> _WHAT IS REQUIRED_: Scale the material from the line containing "For every instance of the red" through the end of the material, both ends included, by repeating those lines with their requests and multiplying every coordinate in the answers by 0.8, rounded to whole numbers with halves rounded up. Leave the rest of the material out.

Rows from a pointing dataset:
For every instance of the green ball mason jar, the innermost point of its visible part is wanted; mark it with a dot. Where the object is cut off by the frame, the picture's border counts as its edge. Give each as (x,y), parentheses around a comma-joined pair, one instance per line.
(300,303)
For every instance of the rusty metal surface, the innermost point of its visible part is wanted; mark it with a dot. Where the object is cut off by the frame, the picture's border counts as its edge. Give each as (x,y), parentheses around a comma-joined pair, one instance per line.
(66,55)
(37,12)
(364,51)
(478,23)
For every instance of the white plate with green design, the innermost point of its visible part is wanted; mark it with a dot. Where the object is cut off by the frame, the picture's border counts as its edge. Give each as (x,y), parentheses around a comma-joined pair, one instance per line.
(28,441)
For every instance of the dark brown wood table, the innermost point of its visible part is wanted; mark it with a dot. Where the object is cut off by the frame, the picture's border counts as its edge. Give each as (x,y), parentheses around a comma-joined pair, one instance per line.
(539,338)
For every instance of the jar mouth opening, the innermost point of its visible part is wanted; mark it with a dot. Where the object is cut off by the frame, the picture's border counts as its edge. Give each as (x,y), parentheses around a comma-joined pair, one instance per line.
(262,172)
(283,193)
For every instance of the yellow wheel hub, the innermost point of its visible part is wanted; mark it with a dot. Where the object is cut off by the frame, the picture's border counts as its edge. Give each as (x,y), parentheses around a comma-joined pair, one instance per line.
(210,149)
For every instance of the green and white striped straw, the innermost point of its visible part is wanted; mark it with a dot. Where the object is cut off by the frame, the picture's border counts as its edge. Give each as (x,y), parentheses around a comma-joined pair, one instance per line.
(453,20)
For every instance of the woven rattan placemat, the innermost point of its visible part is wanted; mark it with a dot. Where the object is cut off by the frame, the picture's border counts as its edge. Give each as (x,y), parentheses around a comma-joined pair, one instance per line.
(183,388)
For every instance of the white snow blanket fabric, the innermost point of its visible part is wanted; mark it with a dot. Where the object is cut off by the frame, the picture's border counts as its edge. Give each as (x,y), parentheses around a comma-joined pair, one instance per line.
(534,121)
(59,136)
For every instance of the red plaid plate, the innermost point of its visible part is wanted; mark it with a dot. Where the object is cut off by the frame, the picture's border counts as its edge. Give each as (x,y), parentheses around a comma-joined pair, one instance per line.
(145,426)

> _SOLUTION BELOW_:
For every instance of the red plaid plate, the innermost point of its visible part is wanted; mark it with a dot. Where the object is cut off by the frame, the picture's border counts as its edge. Give each as (x,y), parentheses around a comma-joined pair, one instance per line.
(116,341)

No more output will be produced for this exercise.